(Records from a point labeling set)
BEGIN
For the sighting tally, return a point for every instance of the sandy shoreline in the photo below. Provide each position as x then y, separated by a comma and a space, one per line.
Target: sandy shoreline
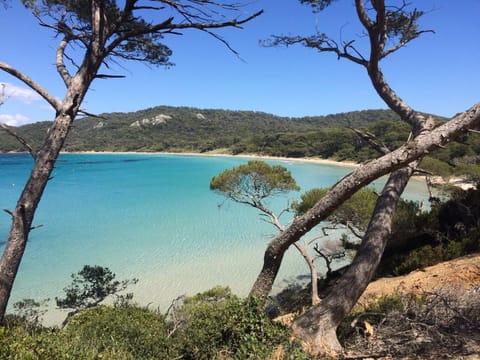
350, 164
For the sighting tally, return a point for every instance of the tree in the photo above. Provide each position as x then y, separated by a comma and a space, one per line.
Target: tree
253, 184
89, 287
99, 32
388, 28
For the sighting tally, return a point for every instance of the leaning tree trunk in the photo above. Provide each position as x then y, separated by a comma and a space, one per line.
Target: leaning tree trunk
22, 216
362, 176
317, 327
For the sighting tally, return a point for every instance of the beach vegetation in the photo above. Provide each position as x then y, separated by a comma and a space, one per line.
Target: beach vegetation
91, 286
388, 27
214, 324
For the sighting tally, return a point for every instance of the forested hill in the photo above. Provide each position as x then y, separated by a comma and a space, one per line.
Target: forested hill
166, 128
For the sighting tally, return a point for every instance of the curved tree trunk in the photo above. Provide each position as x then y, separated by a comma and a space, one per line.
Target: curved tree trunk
315, 298
317, 327
362, 176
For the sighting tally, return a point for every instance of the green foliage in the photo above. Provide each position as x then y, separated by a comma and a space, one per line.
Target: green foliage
253, 182
211, 325
419, 259
30, 311
145, 46
90, 286
128, 332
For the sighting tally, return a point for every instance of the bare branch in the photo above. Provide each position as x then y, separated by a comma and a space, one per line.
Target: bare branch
370, 138
32, 84
91, 115
61, 68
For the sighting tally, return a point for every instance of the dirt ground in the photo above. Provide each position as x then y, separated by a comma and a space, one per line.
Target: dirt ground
447, 326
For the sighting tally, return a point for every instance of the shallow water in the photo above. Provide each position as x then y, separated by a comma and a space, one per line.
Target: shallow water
151, 217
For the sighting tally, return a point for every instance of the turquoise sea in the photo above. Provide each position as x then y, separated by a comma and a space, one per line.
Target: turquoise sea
151, 217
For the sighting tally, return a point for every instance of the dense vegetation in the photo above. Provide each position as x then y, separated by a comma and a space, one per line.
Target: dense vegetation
182, 129
217, 324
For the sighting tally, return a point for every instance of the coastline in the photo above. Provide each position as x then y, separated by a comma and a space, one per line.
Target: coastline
316, 160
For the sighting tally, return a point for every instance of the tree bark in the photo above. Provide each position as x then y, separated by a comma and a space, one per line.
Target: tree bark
424, 143
317, 327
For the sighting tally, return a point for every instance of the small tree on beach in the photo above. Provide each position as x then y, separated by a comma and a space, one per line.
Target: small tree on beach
388, 26
97, 32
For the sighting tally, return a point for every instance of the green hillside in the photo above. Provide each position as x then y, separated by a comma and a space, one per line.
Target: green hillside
166, 128
183, 129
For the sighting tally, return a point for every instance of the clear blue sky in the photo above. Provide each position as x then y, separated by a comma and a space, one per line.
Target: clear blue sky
438, 73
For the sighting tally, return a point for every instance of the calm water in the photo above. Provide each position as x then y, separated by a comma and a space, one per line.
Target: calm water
151, 217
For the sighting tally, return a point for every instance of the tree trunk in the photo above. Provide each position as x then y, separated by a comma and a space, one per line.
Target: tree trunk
315, 299
317, 327
22, 216
362, 176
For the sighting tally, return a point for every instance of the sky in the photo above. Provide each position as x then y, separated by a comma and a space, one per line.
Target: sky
438, 73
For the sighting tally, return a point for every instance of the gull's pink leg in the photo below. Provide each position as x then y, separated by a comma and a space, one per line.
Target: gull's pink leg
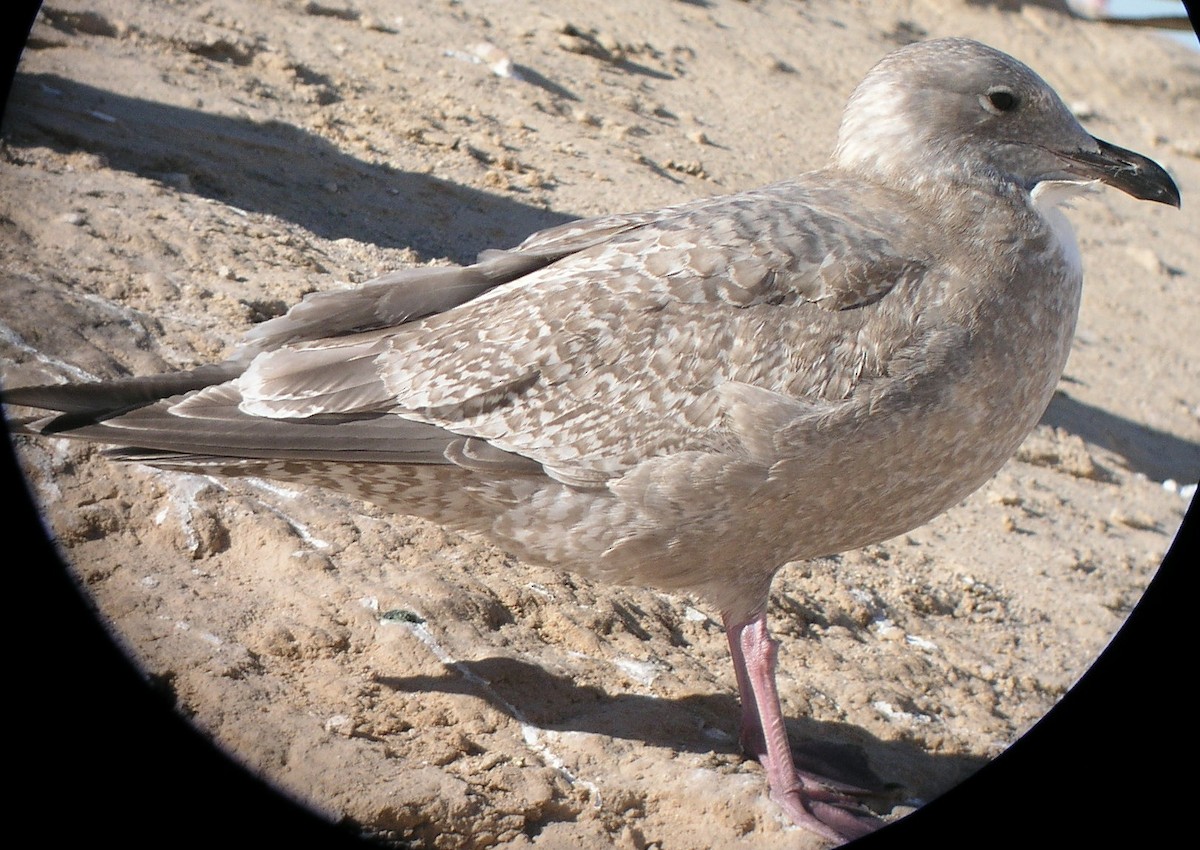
807, 800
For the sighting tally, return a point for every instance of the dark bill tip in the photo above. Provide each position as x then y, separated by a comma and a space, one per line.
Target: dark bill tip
1132, 173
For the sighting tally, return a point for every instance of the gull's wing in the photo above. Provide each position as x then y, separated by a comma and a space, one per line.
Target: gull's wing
586, 349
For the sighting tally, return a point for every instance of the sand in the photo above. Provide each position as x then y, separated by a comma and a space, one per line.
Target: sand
175, 172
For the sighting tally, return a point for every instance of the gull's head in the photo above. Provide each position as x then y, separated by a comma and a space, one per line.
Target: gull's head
957, 109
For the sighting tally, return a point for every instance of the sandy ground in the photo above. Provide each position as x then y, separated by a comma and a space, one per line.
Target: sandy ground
175, 172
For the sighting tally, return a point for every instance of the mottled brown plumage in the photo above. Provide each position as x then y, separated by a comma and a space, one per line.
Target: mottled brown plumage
691, 397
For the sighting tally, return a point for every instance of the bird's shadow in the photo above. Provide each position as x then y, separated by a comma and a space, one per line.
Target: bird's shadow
697, 723
1156, 454
269, 167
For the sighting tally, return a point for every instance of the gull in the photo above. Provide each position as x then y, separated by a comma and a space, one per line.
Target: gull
690, 397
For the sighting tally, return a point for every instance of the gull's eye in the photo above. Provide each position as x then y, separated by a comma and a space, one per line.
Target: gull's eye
999, 100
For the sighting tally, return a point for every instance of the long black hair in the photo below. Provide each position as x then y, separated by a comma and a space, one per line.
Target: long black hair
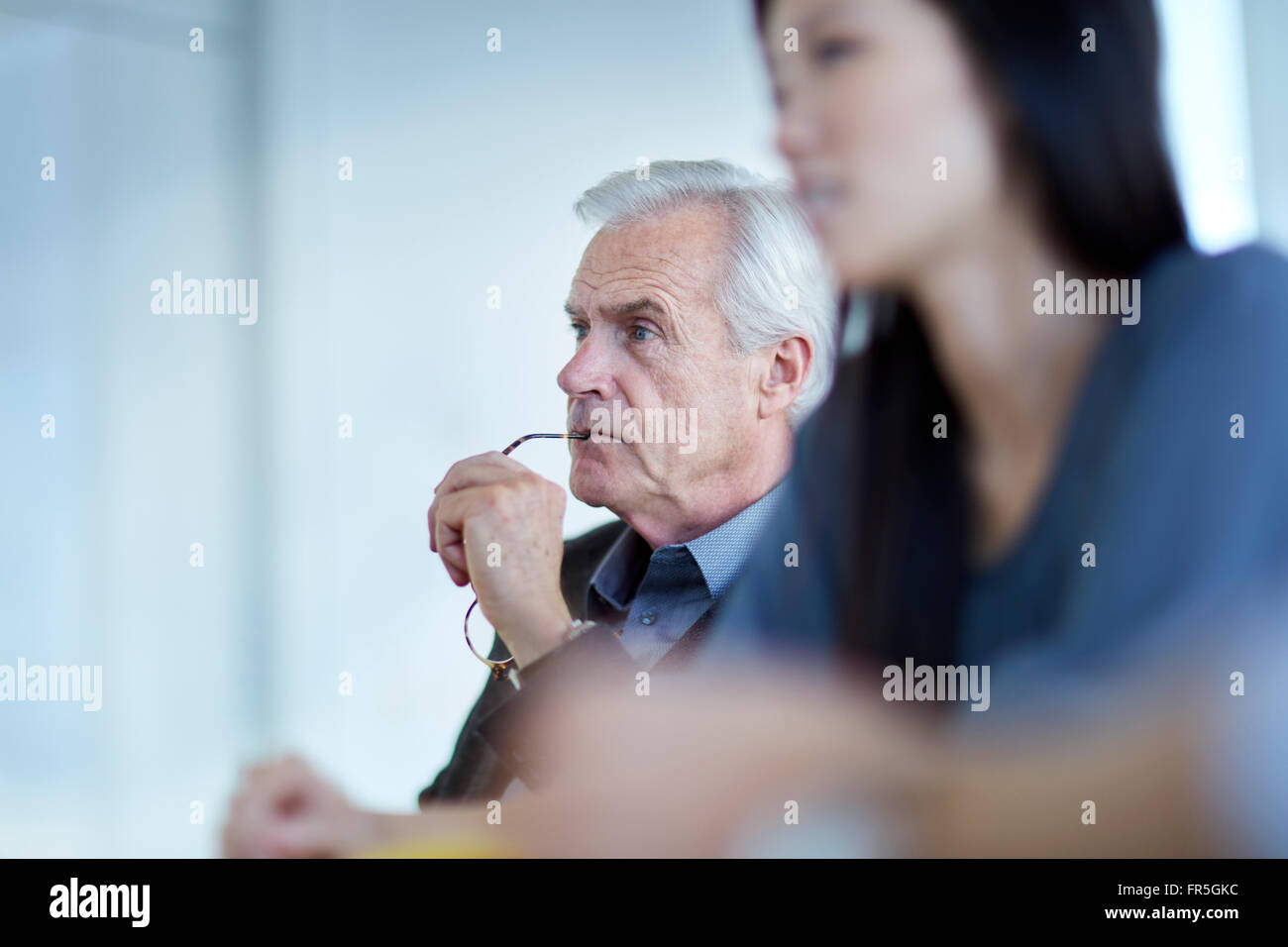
1085, 129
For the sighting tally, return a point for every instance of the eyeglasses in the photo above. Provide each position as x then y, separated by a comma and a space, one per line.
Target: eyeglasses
505, 671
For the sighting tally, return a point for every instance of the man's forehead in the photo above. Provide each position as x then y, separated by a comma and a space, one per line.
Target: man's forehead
671, 258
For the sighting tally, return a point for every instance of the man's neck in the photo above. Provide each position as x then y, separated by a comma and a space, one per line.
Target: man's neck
716, 500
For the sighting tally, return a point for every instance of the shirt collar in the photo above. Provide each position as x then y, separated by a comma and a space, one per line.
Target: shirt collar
719, 554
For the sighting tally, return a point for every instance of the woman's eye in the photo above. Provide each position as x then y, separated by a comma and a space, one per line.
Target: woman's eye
833, 51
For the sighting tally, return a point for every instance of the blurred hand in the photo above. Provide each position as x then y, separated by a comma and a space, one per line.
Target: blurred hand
697, 767
497, 525
283, 809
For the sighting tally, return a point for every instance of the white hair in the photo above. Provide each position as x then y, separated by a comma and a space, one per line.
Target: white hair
774, 285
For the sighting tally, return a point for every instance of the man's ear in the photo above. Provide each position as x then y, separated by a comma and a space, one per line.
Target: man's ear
789, 367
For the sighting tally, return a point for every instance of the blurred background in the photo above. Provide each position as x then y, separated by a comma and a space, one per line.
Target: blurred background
318, 620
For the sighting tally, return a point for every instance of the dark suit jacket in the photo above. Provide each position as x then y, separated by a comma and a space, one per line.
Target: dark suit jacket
488, 753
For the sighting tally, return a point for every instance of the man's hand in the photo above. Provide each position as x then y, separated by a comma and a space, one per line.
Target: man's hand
282, 809
500, 526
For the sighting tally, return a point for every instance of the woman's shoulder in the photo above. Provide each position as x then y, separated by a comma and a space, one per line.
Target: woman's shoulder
1228, 291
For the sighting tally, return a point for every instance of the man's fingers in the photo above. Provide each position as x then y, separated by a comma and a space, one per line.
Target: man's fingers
478, 471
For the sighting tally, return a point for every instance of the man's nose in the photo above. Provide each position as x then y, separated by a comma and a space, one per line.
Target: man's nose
588, 373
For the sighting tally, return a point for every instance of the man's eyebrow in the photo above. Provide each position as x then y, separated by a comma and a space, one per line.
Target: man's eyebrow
636, 305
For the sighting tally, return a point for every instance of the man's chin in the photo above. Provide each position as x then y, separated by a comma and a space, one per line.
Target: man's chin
589, 480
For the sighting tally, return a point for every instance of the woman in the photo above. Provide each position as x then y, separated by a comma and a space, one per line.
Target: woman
992, 480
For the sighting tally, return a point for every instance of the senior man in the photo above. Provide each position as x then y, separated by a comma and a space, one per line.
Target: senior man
700, 296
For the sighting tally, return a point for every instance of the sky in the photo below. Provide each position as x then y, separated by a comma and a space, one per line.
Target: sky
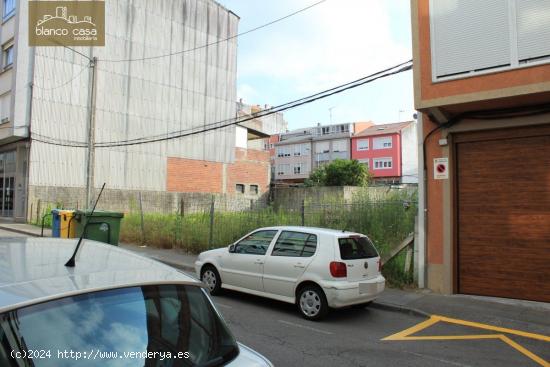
END
(Problem to solve):
Return each line of the data that contains the string "wing", copied whole. Matching is case-sensitive.

(The solution):
For the sighting tally, return a point for every instance of the gull's wing in the photo above. Provide each position as x then y, separated by a comma and a space, one per line.
Target: gull's wing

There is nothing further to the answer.